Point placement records
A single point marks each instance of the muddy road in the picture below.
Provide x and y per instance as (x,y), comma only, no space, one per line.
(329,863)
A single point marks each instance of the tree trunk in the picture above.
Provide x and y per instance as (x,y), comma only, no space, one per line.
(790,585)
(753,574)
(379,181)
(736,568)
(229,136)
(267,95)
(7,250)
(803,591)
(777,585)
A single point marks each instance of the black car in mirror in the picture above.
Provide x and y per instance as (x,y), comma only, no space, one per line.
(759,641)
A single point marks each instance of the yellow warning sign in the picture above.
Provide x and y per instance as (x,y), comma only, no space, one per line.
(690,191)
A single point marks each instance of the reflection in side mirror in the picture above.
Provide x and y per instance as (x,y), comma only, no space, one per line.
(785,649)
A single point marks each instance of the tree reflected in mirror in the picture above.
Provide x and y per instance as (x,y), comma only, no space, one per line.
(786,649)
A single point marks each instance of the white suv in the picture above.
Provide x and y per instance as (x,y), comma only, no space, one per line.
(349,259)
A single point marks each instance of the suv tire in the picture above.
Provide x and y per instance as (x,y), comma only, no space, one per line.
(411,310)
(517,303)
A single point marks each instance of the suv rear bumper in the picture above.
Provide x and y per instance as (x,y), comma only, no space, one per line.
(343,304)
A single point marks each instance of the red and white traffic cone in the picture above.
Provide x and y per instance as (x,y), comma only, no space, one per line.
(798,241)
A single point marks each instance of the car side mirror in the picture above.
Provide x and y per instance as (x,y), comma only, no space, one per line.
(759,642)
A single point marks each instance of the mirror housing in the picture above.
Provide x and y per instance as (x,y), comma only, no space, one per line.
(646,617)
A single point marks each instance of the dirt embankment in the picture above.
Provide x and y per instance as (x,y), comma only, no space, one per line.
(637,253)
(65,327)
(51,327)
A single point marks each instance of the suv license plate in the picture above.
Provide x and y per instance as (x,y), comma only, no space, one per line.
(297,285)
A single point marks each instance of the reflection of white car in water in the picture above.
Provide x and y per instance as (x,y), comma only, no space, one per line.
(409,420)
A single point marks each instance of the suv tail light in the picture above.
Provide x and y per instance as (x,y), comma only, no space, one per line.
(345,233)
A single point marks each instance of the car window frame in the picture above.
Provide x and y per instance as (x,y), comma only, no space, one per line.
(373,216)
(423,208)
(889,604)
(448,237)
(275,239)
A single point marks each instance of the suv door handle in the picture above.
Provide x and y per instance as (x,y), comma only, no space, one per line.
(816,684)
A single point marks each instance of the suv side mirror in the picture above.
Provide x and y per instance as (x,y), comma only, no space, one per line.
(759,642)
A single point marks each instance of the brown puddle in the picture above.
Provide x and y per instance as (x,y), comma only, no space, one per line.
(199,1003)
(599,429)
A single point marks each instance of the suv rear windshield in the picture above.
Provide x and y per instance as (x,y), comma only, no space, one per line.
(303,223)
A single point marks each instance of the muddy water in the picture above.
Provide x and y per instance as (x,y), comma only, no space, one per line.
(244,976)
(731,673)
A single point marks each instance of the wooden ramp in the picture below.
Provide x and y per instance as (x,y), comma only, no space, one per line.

● **WHAT YOU WILL DO**
In the records above, return only the line that contains "A single point marks each instance of the dirt" and every line after it through the last, exactly as they appear.

● **SOLUTION FOR THIS PROBLEM**
A single point marks each instance of the dirt embankment in the picture above.
Provide x and y per instance as (x,y), comma only, no space, one per line.
(637,253)
(65,327)
(51,327)
A single point marks each instance of the suv license plate in the picture above.
Provide x and y per instance as (x,y), comma only, no space, one per line.
(297,285)
A single point marks each instance of the reflection of white car in water in the picture above.
Provide x and y per instance as (x,y), comma only, no space, one per line.
(409,420)
A single point marks each instance of the suv tail light in the picture above.
Provide x and y per instance as (x,y), comma only, no space, one per line.
(345,233)
A single point marks each instance of the car window frame in the picture above.
Provide x and y per instance as (x,y), comma only, no space, one per line.
(373,216)
(423,208)
(889,604)
(448,237)
(275,239)
A single point marks each instance of the suv door handle in the picture above.
Provide x and y per instance as (x,y), comma only, no space, one per line.
(816,684)
A single point marks each instance of the suv side mirror in the picture above.
Provide x and y per instance as (x,y), comma only, no space, one per line.
(759,642)
A single point marks each instance of the brown puddle in the picture above.
Provide x and y per instance as (x,y), comma only, no space, one per line.
(199,1003)
(599,429)
A single point marks each instance of the suv rear windshield in the picture above.
Provide x and y per instance as (x,y), comma only, no space, one per line.
(303,223)
A single point marks each instance of the muddy water in the picture above.
Provide x and y per instance as (x,y), comma only, no space, one per line.
(244,976)
(731,673)
A single point marks each instance of the wooden ramp in the picture below.
Provide x and y per instance as (x,y), comma only, no space, one per line.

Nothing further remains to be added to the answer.